MATERIAL PROVIDED:
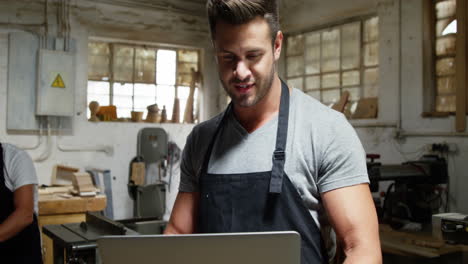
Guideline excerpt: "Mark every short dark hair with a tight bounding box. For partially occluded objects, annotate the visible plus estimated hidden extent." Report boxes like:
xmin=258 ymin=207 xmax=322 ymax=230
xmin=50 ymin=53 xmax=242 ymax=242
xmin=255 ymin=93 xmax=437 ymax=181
xmin=206 ymin=0 xmax=279 ymax=42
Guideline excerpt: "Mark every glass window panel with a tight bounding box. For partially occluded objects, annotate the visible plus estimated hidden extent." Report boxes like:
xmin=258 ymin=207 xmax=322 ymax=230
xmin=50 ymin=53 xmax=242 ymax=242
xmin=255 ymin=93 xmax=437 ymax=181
xmin=436 ymin=58 xmax=455 ymax=76
xmin=88 ymin=81 xmax=110 ymax=95
xmin=341 ymin=22 xmax=361 ymax=70
xmin=287 ymin=56 xmax=304 ymax=77
xmin=88 ymin=94 xmax=110 ymax=106
xmin=177 ymin=50 xmax=198 ymax=63
xmin=436 ymin=95 xmax=456 ymax=112
xmin=117 ymin=107 xmax=132 ymax=118
xmin=342 ymin=71 xmax=361 ymax=86
xmin=134 ymin=83 xmax=156 ymax=98
xmin=322 ymin=73 xmax=340 ymax=88
xmin=88 ymin=42 xmax=110 ymax=80
xmin=343 ymin=87 xmax=361 ymax=101
xmin=322 ymin=89 xmax=340 ymax=105
xmin=364 ymin=17 xmax=379 ymax=42
xmin=113 ymin=95 xmax=133 ymax=109
xmin=156 ymin=85 xmax=175 ymax=120
xmin=307 ymin=91 xmax=320 ymax=101
xmin=436 ymin=34 xmax=457 ymax=56
xmin=305 ymin=33 xmax=320 ymax=74
xmin=135 ymin=48 xmax=156 ymax=83
xmin=288 ymin=77 xmax=304 ymax=90
xmin=286 ymin=34 xmax=304 ymax=56
xmin=364 ymin=42 xmax=379 ymax=67
xmin=156 ymin=50 xmax=176 ymax=85
xmin=436 ymin=18 xmax=454 ymax=37
xmin=133 ymin=96 xmax=156 ymax=112
xmin=114 ymin=83 xmax=133 ymax=96
xmin=436 ymin=0 xmax=456 ymax=19
xmin=364 ymin=68 xmax=379 ymax=98
xmin=113 ymin=45 xmax=134 ymax=82
xmin=437 ymin=76 xmax=456 ymax=95
xmin=305 ymin=75 xmax=320 ymax=90
xmin=321 ymin=28 xmax=340 ymax=72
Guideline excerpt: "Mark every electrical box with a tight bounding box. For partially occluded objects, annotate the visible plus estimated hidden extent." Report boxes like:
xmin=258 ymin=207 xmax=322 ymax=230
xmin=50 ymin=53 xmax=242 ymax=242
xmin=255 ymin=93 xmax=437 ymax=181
xmin=36 ymin=49 xmax=75 ymax=116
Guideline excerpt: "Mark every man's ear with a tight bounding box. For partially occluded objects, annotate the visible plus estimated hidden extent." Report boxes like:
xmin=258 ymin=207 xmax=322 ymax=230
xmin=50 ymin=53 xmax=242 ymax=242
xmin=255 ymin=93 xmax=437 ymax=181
xmin=273 ymin=31 xmax=283 ymax=61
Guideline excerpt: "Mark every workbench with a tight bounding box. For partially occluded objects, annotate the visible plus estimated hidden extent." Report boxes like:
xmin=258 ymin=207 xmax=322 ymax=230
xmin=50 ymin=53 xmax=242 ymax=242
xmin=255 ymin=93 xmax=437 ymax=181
xmin=38 ymin=193 xmax=107 ymax=264
xmin=379 ymin=224 xmax=468 ymax=264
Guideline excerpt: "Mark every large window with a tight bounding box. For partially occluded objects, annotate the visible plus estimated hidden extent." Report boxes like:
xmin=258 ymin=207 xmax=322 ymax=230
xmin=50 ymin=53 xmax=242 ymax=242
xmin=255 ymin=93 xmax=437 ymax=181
xmin=286 ymin=17 xmax=379 ymax=117
xmin=434 ymin=0 xmax=457 ymax=112
xmin=88 ymin=42 xmax=200 ymax=120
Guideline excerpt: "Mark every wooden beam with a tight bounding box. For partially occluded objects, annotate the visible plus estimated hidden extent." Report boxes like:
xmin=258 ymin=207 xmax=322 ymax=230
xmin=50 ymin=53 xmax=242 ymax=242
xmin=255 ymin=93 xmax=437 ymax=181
xmin=455 ymin=0 xmax=467 ymax=132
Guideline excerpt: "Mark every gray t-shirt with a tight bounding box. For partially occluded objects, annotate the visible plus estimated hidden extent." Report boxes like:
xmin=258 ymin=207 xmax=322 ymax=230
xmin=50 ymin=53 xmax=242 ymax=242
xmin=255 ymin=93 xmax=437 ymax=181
xmin=2 ymin=143 xmax=38 ymax=214
xmin=179 ymin=89 xmax=369 ymax=250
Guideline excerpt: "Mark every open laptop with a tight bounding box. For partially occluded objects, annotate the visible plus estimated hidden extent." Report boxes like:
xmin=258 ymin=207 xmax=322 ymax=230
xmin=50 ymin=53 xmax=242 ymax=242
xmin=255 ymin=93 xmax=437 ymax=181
xmin=97 ymin=231 xmax=301 ymax=264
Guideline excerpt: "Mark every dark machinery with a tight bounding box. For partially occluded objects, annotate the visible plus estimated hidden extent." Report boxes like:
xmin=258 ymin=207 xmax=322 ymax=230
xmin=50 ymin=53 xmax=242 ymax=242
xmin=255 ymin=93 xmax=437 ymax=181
xmin=367 ymin=155 xmax=448 ymax=228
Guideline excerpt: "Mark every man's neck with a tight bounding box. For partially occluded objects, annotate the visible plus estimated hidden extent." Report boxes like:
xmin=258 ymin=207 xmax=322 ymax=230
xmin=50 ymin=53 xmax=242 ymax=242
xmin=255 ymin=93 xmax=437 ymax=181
xmin=234 ymin=75 xmax=281 ymax=133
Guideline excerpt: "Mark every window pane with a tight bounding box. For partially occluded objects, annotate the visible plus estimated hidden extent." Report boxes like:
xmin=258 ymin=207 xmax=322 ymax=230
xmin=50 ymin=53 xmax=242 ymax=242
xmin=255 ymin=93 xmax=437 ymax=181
xmin=343 ymin=87 xmax=361 ymax=101
xmin=307 ymin=91 xmax=320 ymax=101
xmin=305 ymin=33 xmax=320 ymax=74
xmin=364 ymin=42 xmax=379 ymax=67
xmin=113 ymin=95 xmax=133 ymax=109
xmin=114 ymin=83 xmax=133 ymax=96
xmin=286 ymin=35 xmax=304 ymax=56
xmin=321 ymin=28 xmax=340 ymax=72
xmin=322 ymin=73 xmax=340 ymax=88
xmin=436 ymin=0 xmax=456 ymax=19
xmin=88 ymin=81 xmax=110 ymax=95
xmin=156 ymin=85 xmax=175 ymax=120
xmin=135 ymin=83 xmax=156 ymax=98
xmin=342 ymin=71 xmax=361 ymax=86
xmin=364 ymin=17 xmax=379 ymax=42
xmin=88 ymin=94 xmax=110 ymax=106
xmin=133 ymin=96 xmax=156 ymax=113
xmin=113 ymin=45 xmax=134 ymax=82
xmin=135 ymin=48 xmax=156 ymax=83
xmin=288 ymin=77 xmax=303 ymax=90
xmin=436 ymin=18 xmax=454 ymax=37
xmin=156 ymin=50 xmax=176 ymax=85
xmin=88 ymin=42 xmax=110 ymax=80
xmin=436 ymin=95 xmax=456 ymax=112
xmin=341 ymin=22 xmax=361 ymax=70
xmin=436 ymin=58 xmax=455 ymax=76
xmin=322 ymin=89 xmax=340 ymax=105
xmin=437 ymin=76 xmax=456 ymax=95
xmin=287 ymin=56 xmax=304 ymax=77
xmin=436 ymin=34 xmax=457 ymax=56
xmin=305 ymin=75 xmax=320 ymax=90
xmin=364 ymin=68 xmax=379 ymax=98
xmin=117 ymin=107 xmax=132 ymax=118
xmin=177 ymin=50 xmax=198 ymax=63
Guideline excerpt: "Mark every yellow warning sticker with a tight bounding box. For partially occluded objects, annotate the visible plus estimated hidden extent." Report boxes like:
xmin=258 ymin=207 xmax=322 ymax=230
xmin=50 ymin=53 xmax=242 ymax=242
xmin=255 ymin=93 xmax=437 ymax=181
xmin=51 ymin=73 xmax=65 ymax=88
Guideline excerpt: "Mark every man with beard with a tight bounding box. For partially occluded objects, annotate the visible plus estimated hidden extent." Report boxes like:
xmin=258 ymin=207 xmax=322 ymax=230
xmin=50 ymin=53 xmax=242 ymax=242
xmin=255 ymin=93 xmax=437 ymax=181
xmin=165 ymin=0 xmax=381 ymax=264
xmin=0 ymin=143 xmax=42 ymax=264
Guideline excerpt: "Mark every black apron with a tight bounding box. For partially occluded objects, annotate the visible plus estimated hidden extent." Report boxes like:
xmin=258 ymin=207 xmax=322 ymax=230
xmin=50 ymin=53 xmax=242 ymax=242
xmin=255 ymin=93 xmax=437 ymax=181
xmin=0 ymin=144 xmax=42 ymax=264
xmin=197 ymin=82 xmax=328 ymax=264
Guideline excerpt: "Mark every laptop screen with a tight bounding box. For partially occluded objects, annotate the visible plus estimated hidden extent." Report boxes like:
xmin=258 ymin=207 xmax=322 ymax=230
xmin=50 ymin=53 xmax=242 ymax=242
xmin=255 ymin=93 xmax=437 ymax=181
xmin=98 ymin=231 xmax=301 ymax=264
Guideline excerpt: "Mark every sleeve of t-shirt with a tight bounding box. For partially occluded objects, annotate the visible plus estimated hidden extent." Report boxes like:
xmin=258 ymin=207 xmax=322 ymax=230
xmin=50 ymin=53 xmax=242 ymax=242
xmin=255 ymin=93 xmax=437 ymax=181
xmin=179 ymin=131 xmax=198 ymax=192
xmin=318 ymin=114 xmax=369 ymax=193
xmin=7 ymin=147 xmax=38 ymax=191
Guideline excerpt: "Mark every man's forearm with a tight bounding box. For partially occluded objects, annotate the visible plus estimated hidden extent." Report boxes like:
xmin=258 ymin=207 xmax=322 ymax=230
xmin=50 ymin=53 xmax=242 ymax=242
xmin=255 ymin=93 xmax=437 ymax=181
xmin=0 ymin=210 xmax=33 ymax=242
xmin=344 ymin=236 xmax=382 ymax=264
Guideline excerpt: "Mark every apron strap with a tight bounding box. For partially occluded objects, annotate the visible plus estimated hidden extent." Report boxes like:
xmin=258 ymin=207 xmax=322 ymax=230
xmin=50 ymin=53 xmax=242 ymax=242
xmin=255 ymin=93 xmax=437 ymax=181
xmin=198 ymin=102 xmax=232 ymax=178
xmin=270 ymin=81 xmax=289 ymax=193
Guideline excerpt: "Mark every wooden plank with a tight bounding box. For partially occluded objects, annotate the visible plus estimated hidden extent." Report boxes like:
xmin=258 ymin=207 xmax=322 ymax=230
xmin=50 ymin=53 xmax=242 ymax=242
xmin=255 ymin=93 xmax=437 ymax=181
xmin=39 ymin=194 xmax=107 ymax=215
xmin=455 ymin=0 xmax=467 ymax=132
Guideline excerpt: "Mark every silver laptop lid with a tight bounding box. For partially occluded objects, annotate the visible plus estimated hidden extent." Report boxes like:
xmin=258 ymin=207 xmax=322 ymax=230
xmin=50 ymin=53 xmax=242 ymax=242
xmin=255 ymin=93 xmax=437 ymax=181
xmin=97 ymin=231 xmax=301 ymax=264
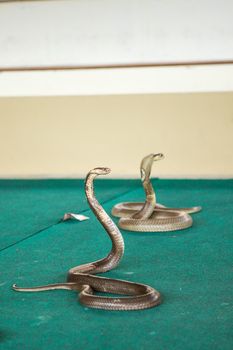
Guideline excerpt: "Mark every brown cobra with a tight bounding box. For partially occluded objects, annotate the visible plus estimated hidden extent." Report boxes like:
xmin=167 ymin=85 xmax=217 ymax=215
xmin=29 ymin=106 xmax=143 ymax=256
xmin=13 ymin=168 xmax=161 ymax=310
xmin=112 ymin=153 xmax=201 ymax=232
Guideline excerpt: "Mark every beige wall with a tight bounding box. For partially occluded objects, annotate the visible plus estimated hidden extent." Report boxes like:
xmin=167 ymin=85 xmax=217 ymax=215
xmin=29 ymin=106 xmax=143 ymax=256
xmin=0 ymin=93 xmax=233 ymax=178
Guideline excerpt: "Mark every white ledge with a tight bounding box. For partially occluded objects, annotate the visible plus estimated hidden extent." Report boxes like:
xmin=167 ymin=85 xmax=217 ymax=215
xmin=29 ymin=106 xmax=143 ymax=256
xmin=0 ymin=64 xmax=233 ymax=97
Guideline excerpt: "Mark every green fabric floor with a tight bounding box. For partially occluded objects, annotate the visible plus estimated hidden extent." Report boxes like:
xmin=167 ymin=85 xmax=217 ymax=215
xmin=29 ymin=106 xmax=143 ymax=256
xmin=0 ymin=180 xmax=233 ymax=350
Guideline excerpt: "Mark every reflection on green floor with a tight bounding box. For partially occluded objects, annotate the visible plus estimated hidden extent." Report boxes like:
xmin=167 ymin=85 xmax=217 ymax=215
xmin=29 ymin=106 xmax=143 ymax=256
xmin=0 ymin=180 xmax=233 ymax=350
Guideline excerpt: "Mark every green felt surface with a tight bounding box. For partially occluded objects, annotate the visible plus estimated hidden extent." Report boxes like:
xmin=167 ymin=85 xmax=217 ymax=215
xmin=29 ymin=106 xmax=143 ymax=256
xmin=0 ymin=180 xmax=233 ymax=350
xmin=0 ymin=179 xmax=140 ymax=250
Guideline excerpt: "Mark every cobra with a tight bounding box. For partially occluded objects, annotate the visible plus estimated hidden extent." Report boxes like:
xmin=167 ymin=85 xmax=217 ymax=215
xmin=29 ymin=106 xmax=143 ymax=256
xmin=112 ymin=153 xmax=201 ymax=232
xmin=13 ymin=168 xmax=161 ymax=310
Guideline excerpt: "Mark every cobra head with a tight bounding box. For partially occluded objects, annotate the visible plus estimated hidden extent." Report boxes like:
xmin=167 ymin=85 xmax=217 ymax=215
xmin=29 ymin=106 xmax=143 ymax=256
xmin=140 ymin=153 xmax=164 ymax=182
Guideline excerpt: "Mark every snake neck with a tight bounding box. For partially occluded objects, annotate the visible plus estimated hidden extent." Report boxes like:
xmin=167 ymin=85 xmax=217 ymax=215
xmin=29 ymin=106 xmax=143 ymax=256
xmin=85 ymin=169 xmax=124 ymax=273
xmin=133 ymin=154 xmax=156 ymax=219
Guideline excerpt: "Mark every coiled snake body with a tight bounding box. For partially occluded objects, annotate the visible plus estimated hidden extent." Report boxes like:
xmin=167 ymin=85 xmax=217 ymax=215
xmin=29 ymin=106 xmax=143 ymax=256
xmin=112 ymin=153 xmax=201 ymax=232
xmin=13 ymin=168 xmax=161 ymax=310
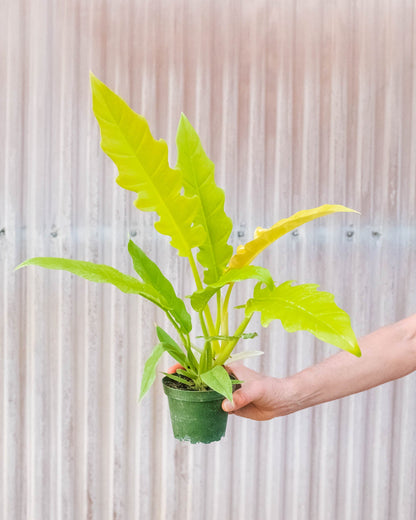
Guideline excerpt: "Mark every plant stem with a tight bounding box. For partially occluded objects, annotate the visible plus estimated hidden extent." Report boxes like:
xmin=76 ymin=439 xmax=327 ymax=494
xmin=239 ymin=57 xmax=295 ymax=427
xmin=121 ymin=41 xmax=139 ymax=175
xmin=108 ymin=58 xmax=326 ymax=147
xmin=199 ymin=311 xmax=209 ymax=338
xmin=215 ymin=290 xmax=222 ymax=336
xmin=214 ymin=314 xmax=253 ymax=365
xmin=188 ymin=252 xmax=220 ymax=352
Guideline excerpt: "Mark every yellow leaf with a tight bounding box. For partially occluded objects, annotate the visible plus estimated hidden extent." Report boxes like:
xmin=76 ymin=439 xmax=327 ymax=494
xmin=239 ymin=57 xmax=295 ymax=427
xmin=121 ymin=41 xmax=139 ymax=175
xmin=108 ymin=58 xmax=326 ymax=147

TASK TO COMPLETE: Output the lines from the line with "every dark machinery" to the line with "xmin=234 ymin=75 xmax=281 ymax=133", both included, as a JSON list of strings with one string per line and blank lines left out.

TASK RESPONSE:
[
  "Guideline excerpt: \"Mark every dark machinery with a tight bounding box. For partially occluded objects, annotate the visible plus estimated hidden extent.\" Report boxes like:",
  "xmin=258 ymin=207 xmax=322 ymax=230",
  "xmin=50 ymin=53 xmax=242 ymax=242",
  "xmin=255 ymin=93 xmax=437 ymax=181",
  "xmin=367 ymin=155 xmax=448 ymax=228",
  "Guideline excerpt: \"Mark every man's neck with a tight bounding box. For partially occluded objects, annotate the visible plus estimated hidden extent.\" Report boxes like:",
  "xmin=258 ymin=207 xmax=322 ymax=230",
  "xmin=50 ymin=53 xmax=242 ymax=242",
  "xmin=255 ymin=93 xmax=437 ymax=181",
  "xmin=234 ymin=75 xmax=281 ymax=133"
]